# What you will do
Restate each line word for word. Leave out every picture.

[Point annotations for photos]

>> start

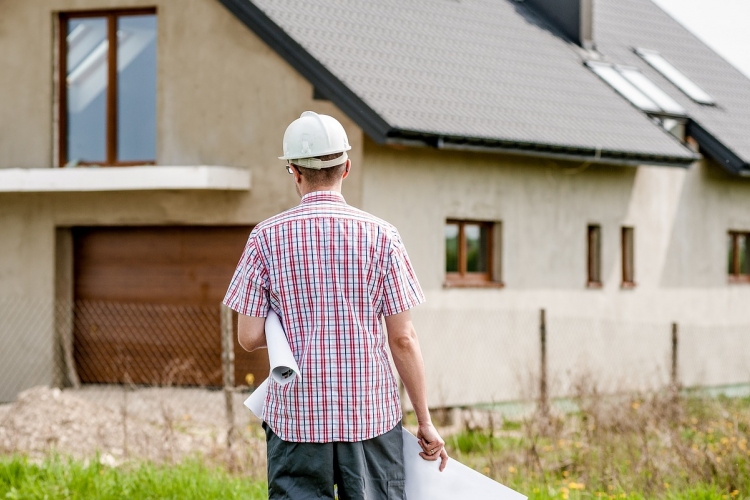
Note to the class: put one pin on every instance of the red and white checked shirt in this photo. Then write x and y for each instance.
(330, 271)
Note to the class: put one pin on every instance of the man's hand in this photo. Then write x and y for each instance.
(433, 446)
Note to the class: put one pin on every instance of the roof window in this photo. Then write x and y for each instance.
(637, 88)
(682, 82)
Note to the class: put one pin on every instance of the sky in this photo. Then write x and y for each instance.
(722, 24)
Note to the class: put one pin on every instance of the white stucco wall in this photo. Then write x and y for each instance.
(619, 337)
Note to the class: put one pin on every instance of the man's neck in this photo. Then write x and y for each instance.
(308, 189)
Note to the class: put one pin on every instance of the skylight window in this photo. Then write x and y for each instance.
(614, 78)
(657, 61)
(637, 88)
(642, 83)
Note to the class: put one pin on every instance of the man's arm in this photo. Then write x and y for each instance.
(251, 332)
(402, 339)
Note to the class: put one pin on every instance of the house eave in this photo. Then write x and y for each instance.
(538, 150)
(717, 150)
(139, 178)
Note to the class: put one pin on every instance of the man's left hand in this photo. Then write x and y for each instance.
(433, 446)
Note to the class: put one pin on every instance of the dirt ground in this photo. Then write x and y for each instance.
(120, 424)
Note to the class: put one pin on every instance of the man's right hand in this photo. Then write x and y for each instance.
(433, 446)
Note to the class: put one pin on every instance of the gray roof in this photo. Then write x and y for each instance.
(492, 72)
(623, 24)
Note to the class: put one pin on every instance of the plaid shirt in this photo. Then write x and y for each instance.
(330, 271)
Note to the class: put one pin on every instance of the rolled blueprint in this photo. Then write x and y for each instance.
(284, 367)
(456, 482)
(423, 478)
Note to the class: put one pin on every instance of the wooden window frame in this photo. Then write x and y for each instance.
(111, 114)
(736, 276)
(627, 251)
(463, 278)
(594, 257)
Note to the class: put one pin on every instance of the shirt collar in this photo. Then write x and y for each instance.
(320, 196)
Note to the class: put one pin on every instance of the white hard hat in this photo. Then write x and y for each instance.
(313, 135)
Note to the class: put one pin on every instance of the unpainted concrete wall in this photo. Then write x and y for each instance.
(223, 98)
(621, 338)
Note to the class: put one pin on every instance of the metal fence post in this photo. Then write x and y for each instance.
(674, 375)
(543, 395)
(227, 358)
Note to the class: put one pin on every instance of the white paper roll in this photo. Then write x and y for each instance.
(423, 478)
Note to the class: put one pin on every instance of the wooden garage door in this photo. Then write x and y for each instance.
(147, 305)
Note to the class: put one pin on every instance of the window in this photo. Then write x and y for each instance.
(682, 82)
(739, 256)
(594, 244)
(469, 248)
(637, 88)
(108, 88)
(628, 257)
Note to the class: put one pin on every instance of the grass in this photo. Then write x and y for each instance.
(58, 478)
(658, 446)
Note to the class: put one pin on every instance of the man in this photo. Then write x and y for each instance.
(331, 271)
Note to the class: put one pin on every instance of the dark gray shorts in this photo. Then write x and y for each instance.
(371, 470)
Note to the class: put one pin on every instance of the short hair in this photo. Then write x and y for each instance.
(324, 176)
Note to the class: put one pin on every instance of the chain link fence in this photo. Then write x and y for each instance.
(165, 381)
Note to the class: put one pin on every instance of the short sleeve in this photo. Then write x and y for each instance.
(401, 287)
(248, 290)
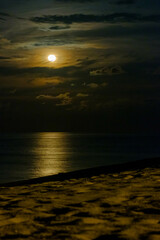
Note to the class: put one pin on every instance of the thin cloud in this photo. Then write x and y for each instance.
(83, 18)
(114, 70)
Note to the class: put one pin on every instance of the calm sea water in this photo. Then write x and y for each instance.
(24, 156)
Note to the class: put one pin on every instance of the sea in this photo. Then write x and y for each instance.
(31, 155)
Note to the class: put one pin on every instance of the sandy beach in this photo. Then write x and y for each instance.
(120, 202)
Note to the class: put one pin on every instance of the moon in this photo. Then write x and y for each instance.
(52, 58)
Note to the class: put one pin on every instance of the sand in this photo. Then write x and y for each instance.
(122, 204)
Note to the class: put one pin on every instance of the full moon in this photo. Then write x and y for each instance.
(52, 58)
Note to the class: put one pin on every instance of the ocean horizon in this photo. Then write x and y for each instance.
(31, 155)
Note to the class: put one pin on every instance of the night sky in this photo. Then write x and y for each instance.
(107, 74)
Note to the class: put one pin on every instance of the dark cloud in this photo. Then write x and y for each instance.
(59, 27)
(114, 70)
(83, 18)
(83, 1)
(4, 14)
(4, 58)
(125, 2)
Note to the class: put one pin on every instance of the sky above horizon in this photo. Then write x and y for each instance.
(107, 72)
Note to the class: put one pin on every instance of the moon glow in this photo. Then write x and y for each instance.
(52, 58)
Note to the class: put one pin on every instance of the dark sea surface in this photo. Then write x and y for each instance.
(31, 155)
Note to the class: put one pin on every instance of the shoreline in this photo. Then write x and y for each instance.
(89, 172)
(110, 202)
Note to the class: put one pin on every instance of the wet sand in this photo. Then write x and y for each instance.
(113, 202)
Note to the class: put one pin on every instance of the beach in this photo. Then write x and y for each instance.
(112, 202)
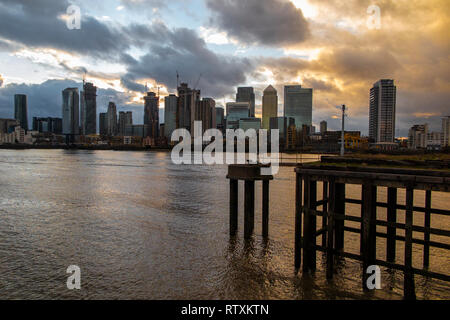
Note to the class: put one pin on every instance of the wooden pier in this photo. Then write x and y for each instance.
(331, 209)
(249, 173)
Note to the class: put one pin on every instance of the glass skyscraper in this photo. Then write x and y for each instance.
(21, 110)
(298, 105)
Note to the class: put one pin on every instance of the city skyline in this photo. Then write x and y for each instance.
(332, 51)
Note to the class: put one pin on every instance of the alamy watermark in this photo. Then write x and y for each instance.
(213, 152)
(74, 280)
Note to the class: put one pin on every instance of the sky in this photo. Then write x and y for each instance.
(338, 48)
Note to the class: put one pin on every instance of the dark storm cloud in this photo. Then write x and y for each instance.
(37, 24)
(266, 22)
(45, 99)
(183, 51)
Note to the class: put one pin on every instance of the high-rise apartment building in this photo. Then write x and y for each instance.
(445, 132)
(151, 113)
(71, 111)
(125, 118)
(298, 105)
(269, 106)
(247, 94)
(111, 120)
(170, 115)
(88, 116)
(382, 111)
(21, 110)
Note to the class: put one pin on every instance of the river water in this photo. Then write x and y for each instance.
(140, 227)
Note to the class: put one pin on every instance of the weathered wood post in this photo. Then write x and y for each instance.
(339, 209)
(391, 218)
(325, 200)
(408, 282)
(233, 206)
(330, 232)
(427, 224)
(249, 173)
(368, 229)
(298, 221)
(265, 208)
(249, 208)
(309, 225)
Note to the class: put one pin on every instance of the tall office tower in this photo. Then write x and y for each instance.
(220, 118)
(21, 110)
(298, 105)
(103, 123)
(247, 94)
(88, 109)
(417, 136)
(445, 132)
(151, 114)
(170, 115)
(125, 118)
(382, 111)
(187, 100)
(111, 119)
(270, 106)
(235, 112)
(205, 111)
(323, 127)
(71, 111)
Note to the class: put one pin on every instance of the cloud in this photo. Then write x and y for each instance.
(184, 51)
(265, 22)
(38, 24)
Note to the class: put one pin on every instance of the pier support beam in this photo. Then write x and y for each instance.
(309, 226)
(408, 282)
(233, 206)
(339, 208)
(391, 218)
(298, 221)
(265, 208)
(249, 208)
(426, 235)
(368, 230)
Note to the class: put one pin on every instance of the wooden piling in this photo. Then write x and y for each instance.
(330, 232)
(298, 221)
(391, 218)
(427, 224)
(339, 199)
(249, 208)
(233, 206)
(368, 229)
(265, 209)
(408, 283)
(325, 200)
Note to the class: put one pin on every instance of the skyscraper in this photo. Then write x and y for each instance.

>> end

# Output below
Note to the class: put one pin on every instance of the red and white checked shirt in this photo. Then write x and y for each instance.
(330, 271)
Note to the class: put one pin on every instance of the man's hand in this photo. Then write x and y for each instance.
(433, 446)
Note to the class: put one pin on every instance of the roof window in this photo. Then write x and y for each instance.
(637, 88)
(682, 82)
Note to the class: put one pin on every instance of the sky in this photo. Then write x and y for each instance.
(722, 24)
Note to the class: put one pin on every instance of the white stucco wall in this photo. Then write x and y for each instance.
(619, 337)
Note to the class: put one pin on every instance of the man's neck in this photo. Then write x and y for each instance.
(308, 189)
Note to the class: put one pin on every instance of the skylight window in this photo. Then write x and y for each instance.
(614, 78)
(657, 61)
(637, 88)
(642, 83)
Note to the class: put one pin on every instance of the man's arm in this photo. Then write x and y for each instance.
(251, 332)
(402, 339)
Note to the class: put one pin on every instance of the house eave in this photo. Then write x and y for each instance.
(538, 150)
(717, 150)
(139, 178)
Note to the class: put one pin on every instance of the man's left hand in this photo. Then write x and y for each instance.
(433, 446)
Note to the class: put one pin on every instance of the dirt ground in this photo. Then write x and y for each instance.
(120, 424)
Note to the class: put one pin on every instance of the man's right hand in this photo. Then write x and y for each instance.
(433, 446)
Note to the class: put one pin on every instance of the gray roof in this photo. Then write x and y for each instance.
(492, 72)
(623, 24)
Note to the class: put one pin on every instance of the plaid shirt in this photo. Then write x and y for each instance.
(330, 271)
Note to the class: put one pin on every instance of the rolled blueprint in this photo. Then write x and y for each instance.
(284, 367)
(456, 482)
(423, 478)
Note to the class: put one pin on every instance of the wooden window frame in this photo. Then write x and y for each instance.
(111, 114)
(736, 276)
(627, 251)
(463, 278)
(594, 257)
Note to the class: put one pin on every instance of the shirt collar in this photo. Then write x and y for each instance.
(320, 196)
Note to the class: put one pin on every instance of the white hard hat in this photo. Then write x and y for each instance.
(313, 135)
Note to the class: put one pin on every instance of the unpainted concrete wall in this photo. Then write x and y for each instance.
(223, 98)
(621, 338)
Note to the class: put one pin on every instance of the metal fence post in this photo. Then write x and y for each instance.
(674, 375)
(543, 395)
(227, 358)
Note to the class: put one pin on every instance of the white paper roll in this photo. Then write x and y for each instance.
(423, 478)
Note to the class: put one pin on every instance of the wooden garage door in this photo. Then write x and y for each instance.
(147, 305)
Note to the class: put one pin on every instance of the window in this photo. Then write x and y for each instance.
(682, 82)
(739, 256)
(594, 244)
(469, 248)
(637, 88)
(108, 88)
(628, 257)
Note to the class: put one pin on every instance of the grass in this photo. Then write x and y for each instance.
(58, 478)
(658, 446)
Note to the class: put one pin on every instance of the man in this photo. Then write x and y for each instance.
(331, 271)
Note to the class: put one pin on every instance of the dark gray shorts in this photo. Then write x and y for each instance.
(371, 470)
Note to the class: put one pin on every instance of the short hair in this photo. Then write x and y for each instance.
(324, 176)
Note to the class: put one pin on every instance of the chain link fence in this photo. Then write x and y for each instance.
(165, 381)
Note to the class: put one pin on every instance of the short sleeve in this photo. Then write x and y for each instance.
(401, 287)
(248, 290)
Note to the class: put one pin on every instance of the thin cloud in this photo. Then write x and y for each instance.
(83, 18)
(114, 70)
Note to the class: put one pin on every instance of the calm sea water in this photo. Then write x and y for each instance.
(24, 156)
Note to the class: put one pin on every instance of the sea in this photo. Then write x and y for each instance.
(31, 155)
Note to the class: put one pin on every instance of the sandy beach in this photo. Then write x and y for each instance.
(120, 202)
Note to the class: put one pin on every instance of the moon in this photo. Then write x and y for each instance.
(52, 58)
Note to the class: put one pin on every instance of the sand in this photo. Then write x and y for each instance.
(122, 204)
Note to the class: put one pin on every instance of the full moon in this photo. Then write x and y for each instance.
(52, 58)
Note to the class: put one pin on every instance of the ocean horizon in this photo. Then write x and y for each instance.
(31, 155)
Note to the class: put one pin on every instance of the night sky in this photo. Then write x and y for each instance.
(107, 74)
Note to the class: put one pin on every instance of the dark cloud in this photo. Then write x and y for each instance.
(59, 27)
(114, 70)
(83, 18)
(83, 1)
(4, 14)
(4, 58)
(125, 2)
Note to the class: put one pin on every instance of the sky above horizon in this photo. Then write x and y for each instance.
(107, 72)
Note to the class: put one pin on every instance of the moon glow in this photo. Then write x and y for each instance.
(52, 58)
Note to the class: put one pin on every instance of the dark sea surface in this photo. Then write x and y for each instance.
(31, 155)
Note to the class: put one pin on every instance of the shoreline in this photo. Then write x and y for each instance.
(89, 172)
(110, 202)
Note to the class: put one pin on every instance of the wet sand in this photo. Then write x and y for each instance.
(113, 202)
Note to the class: put one pin on every instance of the beach in this photo. Then write x and y for each instance.
(112, 202)
Note to the class: put one pin on every instance of the wooden pier in this photo. Then write x and y for each instance.
(331, 209)
(249, 173)
Note to the class: put one pin on every instance of the glass skyscraper in this photo. Then write x and y for each instance.
(21, 110)
(298, 105)
Note to the class: put one pin on every instance of the city skyline in this photo. Then write x and y for each instance.
(332, 51)
Note to the class: put one pin on every instance of the alamy watermark in this photo. Then write x and y for each instance.
(213, 152)
(74, 280)
Note to the class: put one pin on every instance of the sky in this photo. Then write x and y for each instance.
(338, 48)
Note to the class: put one pin on every instance of the dark storm cloud in this photo. Then write x and y for each instance.
(37, 24)
(266, 22)
(45, 99)
(183, 51)
Note to the class: put one pin on every instance of the high-rise apartment building in this photo. Then write x and y for each instance.
(445, 132)
(151, 113)
(71, 111)
(125, 118)
(298, 105)
(269, 106)
(247, 94)
(111, 120)
(170, 115)
(88, 116)
(382, 111)
(21, 110)
Note to the class: put one pin on every instance of the river water in this photo. Then write x and y for each instance.
(140, 227)
Note to the class: put one pin on every instance of the weathered wood post in this photo. Then write x and y for each instance.
(339, 209)
(391, 218)
(325, 200)
(408, 282)
(233, 206)
(330, 232)
(427, 224)
(249, 173)
(368, 229)
(298, 221)
(265, 208)
(249, 208)
(309, 225)
Note to the class: put one pin on every instance of the tall office tower in this photo. Then write x and y for each instance.
(220, 118)
(21, 110)
(298, 105)
(103, 123)
(247, 94)
(88, 109)
(417, 136)
(445, 132)
(151, 114)
(170, 115)
(125, 118)
(382, 111)
(187, 100)
(111, 119)
(270, 106)
(235, 112)
(205, 111)
(323, 127)
(71, 111)
Note to the class: put one pin on every instance of the cloud in this photo. Then write x and y for each instance.
(184, 51)
(265, 22)
(38, 24)
Note to the class: put one pin on every instance of the pier support beam in this photo. Then write x and y for each instance.
(309, 226)
(408, 282)
(233, 206)
(339, 208)
(391, 218)
(298, 221)
(265, 208)
(249, 208)
(426, 235)
(368, 230)
Note to the class: put one pin on every instance of the wooden piling in this photo. Then write x and y for each instance.
(330, 232)
(298, 221)
(391, 218)
(427, 224)
(339, 199)
(249, 208)
(233, 206)
(368, 229)
(265, 209)
(408, 283)
(325, 200)
Note to the class: put one pin on every instance of the skyscraper in this photo. Then write x and y for each instance.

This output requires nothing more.